(Excerpted passage):
━━━
Cardiovascular Surgery, Pacemakers and Heart Valves

The living, pulsing heart has long awed, yet intimidated, physicians and surgeons. Until recently, a disrupted heartbeat or an occluded heart valve brought certain death for patients, while various kinds of congenital heart malformations killed thousands of children every year.

At the turn of the century, the development of techniques for suturing heart wounds created initial interest in the surgical treatment of mitral stenosis, a narrowing of the mitral valve opening. In 1902, the English physician, Sir Lauder Brunton observed:

''One is impressed by the hopelessness of ever finding a remedy [for mitral stenosis] which will enable the auricle to drive the blood in a sufficient stream through the small mitral orifice, and the wish that one could divide the constriction as easily during life as one can after death. The risk that such an operation would entail naturally makes one shrink from it.''

Braunton’s own attempt at a surgical cure (proposed in 1902, but not attempted until 1923) was unsuccessful as were most other early efforts. In 1925, however, surgeon Henry Souttar of the London Hospital, opened a mitral valve using only his gloved finger to separate the valve leaflets. The 19-year-old patient recovered. Souttar’s achievement was both rare and precious. By 1929, published reports of 12 patients surgically treated for mitral stenosis showed only two survivors.

Likewise, physiologists in the late nineteenth century understood the electrical nature of the heart’s contractions and developed rudimentary measuring devices using electrodes to create crude electrocardiograms that measured electrical activity in heart muscle. The new technology, however, required intricate interpretation before it could be successfully employed as a serious diagnostic tool.
━━━
(Referring expression data based on photos)
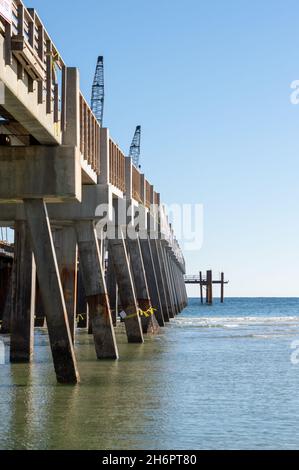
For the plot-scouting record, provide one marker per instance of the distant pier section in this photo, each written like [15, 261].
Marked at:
[206, 282]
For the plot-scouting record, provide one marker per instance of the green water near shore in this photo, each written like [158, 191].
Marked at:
[217, 377]
[112, 401]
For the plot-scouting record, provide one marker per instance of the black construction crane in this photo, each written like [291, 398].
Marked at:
[135, 147]
[98, 91]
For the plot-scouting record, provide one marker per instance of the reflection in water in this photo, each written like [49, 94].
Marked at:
[224, 381]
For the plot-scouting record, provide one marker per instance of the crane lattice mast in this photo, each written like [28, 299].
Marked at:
[135, 147]
[98, 91]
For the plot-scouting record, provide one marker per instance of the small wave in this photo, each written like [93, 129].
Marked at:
[234, 322]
━━━
(Instructions for the task):
Return the heart surgery passage from "Cardiovascular Surgery, Pacemakers" to "children every year." word for word.

(Answer for this exercise):
Cardiovascular Surgery, Pacemakers and Heart Valves

The living, pulsing heart has long awed, yet intimidated, physicians and surgeons. Until recently, a disrupted heartbeat or an occluded heart valve brought certain death for patients, while various kinds of congenital heart malformations killed thousands of children every year.